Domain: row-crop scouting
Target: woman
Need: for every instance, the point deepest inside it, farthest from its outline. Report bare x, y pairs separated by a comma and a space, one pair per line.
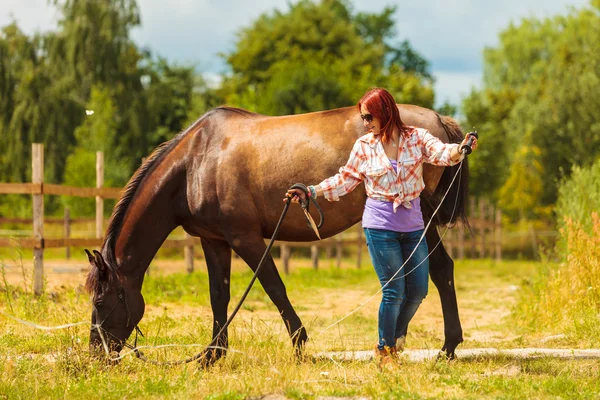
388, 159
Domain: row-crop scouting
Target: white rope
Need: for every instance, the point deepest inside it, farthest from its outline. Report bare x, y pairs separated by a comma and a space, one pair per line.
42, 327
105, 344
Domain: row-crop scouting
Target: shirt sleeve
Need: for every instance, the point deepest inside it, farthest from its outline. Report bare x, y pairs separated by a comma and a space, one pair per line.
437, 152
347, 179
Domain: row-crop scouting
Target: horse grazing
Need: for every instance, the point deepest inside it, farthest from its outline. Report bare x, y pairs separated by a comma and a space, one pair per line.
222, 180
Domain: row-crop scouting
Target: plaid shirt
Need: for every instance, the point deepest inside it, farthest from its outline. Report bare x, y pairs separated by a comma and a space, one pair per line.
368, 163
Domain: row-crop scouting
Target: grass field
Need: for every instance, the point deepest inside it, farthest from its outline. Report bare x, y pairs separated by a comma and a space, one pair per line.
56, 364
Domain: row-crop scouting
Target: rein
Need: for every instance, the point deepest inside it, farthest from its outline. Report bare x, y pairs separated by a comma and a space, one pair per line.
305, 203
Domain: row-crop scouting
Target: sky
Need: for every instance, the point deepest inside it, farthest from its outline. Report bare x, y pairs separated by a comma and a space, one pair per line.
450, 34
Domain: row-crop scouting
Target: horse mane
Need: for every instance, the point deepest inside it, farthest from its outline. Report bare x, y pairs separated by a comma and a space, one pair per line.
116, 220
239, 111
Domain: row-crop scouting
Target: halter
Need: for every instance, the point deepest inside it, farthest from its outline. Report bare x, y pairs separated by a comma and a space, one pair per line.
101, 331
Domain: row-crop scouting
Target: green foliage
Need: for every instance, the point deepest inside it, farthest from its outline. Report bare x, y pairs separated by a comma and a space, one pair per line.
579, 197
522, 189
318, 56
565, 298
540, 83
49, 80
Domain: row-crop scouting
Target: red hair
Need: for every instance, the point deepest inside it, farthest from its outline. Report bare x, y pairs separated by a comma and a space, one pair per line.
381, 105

══════════

Print every record above exactly as written, leaving out the pictures.

Domain: row-crop scouting
Target: woman
Need: for every instance, the point deepest inside it, farthest from its outline. Report bare x, y pairs separated by a comma and a space, one pair per line.
388, 159
Domain: row-crop scouting
Target: white rope
Need: for every instance, the point deepest inside it, farthest from its outline. Report bare x, y pairs separated by a comma and a space, one pair per line.
42, 327
105, 344
Domain: row-crop scouting
Target: shirt sleeve
Need: for every instance, the point deepest inside it, farthest from its outline. Report bare x, y pairs separated by a comma and a space, one pair per line.
437, 152
347, 179
Domain: row-crop scouting
Target: horse grazing
Need: for every instance, the point deepest inside it, farthest from its outline. Report bare x, y pairs separated by a comma and a space, one pair per line.
222, 180
Domain: row-crop scouting
Target: plaid shirt
Need: for every instance, the point deepest inside it, farthest from its outline. Report bare x, y pairs separated by a comma and a space, one pair per line.
368, 163
Domain: row-crop scouting
Target: grass field
Need: for every instance, the point deepest inside it, farthest from its outline. Report bare x, y pairs separated by a comma and a space, one pair per line.
56, 364
Domain: row-crop scouting
Target: rein
Need: for every instance, the point deepest inside it, farthest from its outline. Report bare x, y pairs separated by a comma and a space, one pair per line.
305, 203
Domain: row-crop scouting
Target: sky
Need: for every instance, the point deepest inside it, farthest from its outline. Report bare x, y pairs separated by a comma and a space, one pair per line.
450, 34
Domain: row-crop scouting
Target: horse mane
Need: for every instance, the point deepest inside it, farthest from its outline. Report bare x, y pairs separated by a comma and a space, one pair per line.
116, 220
239, 111
Domain: row-crop scouting
Target: halter
Need: for every instance, the point deepest inside it, farthest from its outline. Report bare x, y pairs separated by a comma and a space, one pair per line.
101, 331
Domain: row-crop scouting
Target: green foliage
Need: for every instance, the point deepest inside it, farthest from its outline. Report bare x, y pairs separated by a comma and a space, one pair per line.
579, 197
522, 189
318, 56
565, 298
540, 83
49, 80
Domain: row-crop scouting
Target: red hair
Need: for every instance, the point deepest inside it, farthest from its outline. Report bare x, y pairs separated by a comma and a space, one pair per line.
381, 105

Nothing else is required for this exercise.